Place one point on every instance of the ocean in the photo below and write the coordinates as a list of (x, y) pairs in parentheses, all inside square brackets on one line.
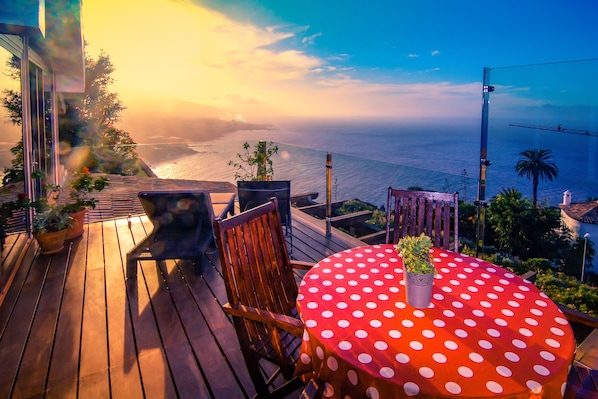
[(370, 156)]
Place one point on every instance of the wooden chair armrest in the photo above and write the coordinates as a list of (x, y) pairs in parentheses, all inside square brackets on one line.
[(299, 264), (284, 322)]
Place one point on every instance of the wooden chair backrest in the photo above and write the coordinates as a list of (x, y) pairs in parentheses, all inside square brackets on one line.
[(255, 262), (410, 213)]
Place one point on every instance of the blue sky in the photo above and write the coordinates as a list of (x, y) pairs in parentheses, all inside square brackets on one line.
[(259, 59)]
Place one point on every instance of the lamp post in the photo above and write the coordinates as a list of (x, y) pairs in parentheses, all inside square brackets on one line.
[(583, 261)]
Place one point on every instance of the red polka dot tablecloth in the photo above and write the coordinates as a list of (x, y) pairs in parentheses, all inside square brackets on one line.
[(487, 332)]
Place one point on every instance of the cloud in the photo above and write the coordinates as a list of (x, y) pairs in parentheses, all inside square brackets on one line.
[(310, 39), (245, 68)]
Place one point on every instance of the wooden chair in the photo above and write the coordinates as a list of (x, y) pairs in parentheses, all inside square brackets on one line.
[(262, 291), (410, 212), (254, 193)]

★ ★ ★ ★ ★ ★ ★

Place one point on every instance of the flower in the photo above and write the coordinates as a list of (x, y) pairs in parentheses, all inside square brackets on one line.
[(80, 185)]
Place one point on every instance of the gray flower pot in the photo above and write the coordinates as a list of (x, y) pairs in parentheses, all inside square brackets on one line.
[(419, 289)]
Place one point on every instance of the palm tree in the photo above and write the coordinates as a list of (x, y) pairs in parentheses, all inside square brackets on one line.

★ ★ ★ ★ ★ ★ ★

Instructions for the task
Using the data above, reproduce exactly the lines from the line that contains "Place one point on every instance of the flower" through the line that contains "Place one point on every instance of the palm", including both.

Expected output
Place one point on every instance of the flower in the photo above and write the coordinates as a list of (x, y) pairs in parentheses, all inside square brackets on one line.
[(80, 185)]
Place one point on every instance of the gray flower pot in the photo above and write the coordinates as a list of (x, y) pairs in parentheses, all inside square brackets on one line.
[(419, 289)]
Place one point on every instance of the palm tree in the photo above and write the coordinates as a list of (x, y) pairs in parentheses, all inside square brackets on one line.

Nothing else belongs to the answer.